¿Puedes volver a escribir el pasaje de la reseña que empieza con "La única responsabilidad" y sigue hasta "durante tres años.", cambiando "datos y hechos" por "pruebas y hechos"?

### Texto:

════════════════

Al inicio del libro, el autor externa una preocupación: ¿Por qué a nadie le interesó antes (de la desaparición de los 43 estudiantes de la normal de Ayotzinapa) lo que estaba pasando en Guerrero? En la respuesta subyace una historia de terror: nos hemos acostumbrado a lo brutal, lo amargo, lo oscuro. La injusticia no debe ser comprendida como parte de la civilidad. Nunca.
Espino conoce su oficio, otorga un contexto al lector, lo desmenuza y especifica, para dolor de todos, los motivos por los que ciertos grupos de autodefensa nacen con fecha de caducidad, torcidos o, de plano, crecen con intenciones políticas, porque el comatoso Estado despliega todos sus recursos previsibles, repetitivos y francamente ridículos para propiciar la falla, el error y tomar venganza. Pensemos en Nestora Salgado, por ejemplo.
La única responsabilidad de un hombre, que habita el corazón salvaje de un estado como Guerrero, es combatir los vicios del poder señalando, con datos y hechos, las fallas en el sistema. Denunciando los errores, los excesos, los equívocos. Brindar un contexto para diagnosticar la salud de una sociedad en la que la justicia, lejos del rencor social, es una bandera que no logra izarse a plenitud. Eso atisba quien se asoma a las páginas de Aunque perdamos la vida, viaje al corazón de las autodefensas, un libro que Espino trabajó durante tres años.

════════════════

### Datos:

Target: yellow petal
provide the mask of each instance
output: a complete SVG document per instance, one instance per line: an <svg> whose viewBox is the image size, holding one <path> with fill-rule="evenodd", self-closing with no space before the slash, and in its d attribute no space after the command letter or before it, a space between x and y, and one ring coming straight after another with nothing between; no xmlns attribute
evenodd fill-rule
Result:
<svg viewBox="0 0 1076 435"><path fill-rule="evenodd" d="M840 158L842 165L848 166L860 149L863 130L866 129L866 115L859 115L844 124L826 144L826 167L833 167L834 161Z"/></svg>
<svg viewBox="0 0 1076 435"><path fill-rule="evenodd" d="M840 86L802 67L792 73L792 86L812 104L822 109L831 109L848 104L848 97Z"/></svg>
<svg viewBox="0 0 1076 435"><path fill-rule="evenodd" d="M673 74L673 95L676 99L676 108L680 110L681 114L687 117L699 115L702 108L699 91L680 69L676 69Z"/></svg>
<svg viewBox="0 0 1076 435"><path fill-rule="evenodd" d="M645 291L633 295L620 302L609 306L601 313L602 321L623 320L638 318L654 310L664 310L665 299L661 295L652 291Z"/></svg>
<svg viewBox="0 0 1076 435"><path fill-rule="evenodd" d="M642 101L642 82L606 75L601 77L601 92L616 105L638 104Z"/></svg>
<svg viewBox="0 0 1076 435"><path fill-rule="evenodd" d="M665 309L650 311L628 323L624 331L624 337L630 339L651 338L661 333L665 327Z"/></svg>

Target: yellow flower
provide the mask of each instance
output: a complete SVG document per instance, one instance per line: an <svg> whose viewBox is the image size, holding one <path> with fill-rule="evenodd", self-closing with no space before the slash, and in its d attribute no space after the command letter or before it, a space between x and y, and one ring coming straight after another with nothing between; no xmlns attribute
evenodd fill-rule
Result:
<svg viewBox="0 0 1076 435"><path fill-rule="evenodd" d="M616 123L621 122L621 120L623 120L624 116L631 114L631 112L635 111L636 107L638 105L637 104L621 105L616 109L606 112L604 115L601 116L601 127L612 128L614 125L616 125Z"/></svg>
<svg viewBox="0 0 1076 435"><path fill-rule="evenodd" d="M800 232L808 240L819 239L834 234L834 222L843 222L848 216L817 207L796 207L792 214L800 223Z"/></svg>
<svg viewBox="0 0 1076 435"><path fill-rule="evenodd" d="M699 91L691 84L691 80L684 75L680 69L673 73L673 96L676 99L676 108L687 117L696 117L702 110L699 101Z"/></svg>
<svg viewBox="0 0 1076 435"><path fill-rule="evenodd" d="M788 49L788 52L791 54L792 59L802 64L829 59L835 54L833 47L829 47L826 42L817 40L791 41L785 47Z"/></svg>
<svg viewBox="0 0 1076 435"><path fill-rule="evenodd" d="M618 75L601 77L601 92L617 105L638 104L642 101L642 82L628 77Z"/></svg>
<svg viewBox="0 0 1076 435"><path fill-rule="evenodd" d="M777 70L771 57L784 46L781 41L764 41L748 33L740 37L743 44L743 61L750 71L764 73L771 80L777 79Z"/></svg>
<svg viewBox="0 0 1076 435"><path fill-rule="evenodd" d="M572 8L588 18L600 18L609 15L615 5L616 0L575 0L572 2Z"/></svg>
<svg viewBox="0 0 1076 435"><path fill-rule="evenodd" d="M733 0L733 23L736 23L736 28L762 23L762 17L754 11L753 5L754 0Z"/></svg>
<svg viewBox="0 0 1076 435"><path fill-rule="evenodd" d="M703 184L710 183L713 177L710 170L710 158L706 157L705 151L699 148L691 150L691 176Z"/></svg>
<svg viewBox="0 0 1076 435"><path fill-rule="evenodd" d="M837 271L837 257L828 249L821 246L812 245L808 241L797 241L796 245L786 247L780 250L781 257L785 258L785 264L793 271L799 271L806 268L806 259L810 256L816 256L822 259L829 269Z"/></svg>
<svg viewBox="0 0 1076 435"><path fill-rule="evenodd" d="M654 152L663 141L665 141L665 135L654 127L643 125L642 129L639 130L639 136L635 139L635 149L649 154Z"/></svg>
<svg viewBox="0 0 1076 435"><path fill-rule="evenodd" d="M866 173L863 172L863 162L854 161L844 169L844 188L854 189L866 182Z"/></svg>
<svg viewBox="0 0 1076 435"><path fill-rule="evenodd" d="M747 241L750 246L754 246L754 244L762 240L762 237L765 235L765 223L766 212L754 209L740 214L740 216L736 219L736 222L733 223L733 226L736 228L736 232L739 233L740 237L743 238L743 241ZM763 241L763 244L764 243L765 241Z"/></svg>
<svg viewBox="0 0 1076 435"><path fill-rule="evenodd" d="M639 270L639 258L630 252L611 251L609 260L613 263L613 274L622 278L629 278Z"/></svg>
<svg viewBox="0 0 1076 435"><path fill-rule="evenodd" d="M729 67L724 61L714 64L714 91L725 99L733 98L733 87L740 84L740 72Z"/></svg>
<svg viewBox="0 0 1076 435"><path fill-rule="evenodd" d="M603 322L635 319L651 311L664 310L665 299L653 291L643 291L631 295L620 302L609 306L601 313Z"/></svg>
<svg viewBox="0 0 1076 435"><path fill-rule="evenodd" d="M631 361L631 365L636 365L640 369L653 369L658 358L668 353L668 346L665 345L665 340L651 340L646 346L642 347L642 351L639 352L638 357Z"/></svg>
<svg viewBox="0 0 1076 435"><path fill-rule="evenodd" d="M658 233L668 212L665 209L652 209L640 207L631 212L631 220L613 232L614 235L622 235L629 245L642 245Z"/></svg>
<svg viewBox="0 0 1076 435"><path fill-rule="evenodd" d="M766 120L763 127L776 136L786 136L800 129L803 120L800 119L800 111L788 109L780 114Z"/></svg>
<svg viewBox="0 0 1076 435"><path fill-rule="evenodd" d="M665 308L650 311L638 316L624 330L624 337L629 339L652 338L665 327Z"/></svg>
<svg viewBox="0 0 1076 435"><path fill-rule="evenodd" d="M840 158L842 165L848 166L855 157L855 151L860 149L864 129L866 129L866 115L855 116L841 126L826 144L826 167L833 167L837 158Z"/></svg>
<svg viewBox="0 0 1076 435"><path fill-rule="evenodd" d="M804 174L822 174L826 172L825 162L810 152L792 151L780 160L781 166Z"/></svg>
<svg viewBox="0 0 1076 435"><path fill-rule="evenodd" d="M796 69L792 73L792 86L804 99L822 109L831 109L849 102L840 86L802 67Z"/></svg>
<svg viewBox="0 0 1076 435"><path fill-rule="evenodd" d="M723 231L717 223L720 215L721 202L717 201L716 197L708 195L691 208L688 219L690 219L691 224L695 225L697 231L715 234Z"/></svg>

════════════════

### Respuesta escrita:
La única responsabilidad de un hombre, que habita el corazón salvaje de un estado como Guerrero, es combatir los vicios del poder señalando, con pruebas y hechos, las fallas en el sistema. Denunciando los errores, los excesos, los equívocos. Brindar un contexto para diagnosticar la salud de una sociedad en la que la justicia, lejos del rencor social, es una bandera que no logra izarse a plenitud. Eso atisba quien se asoma a las páginas de Aunque perdamos la vida, viaje al corazón de las autodefensas, un libro que Espino trabajó durante tres años.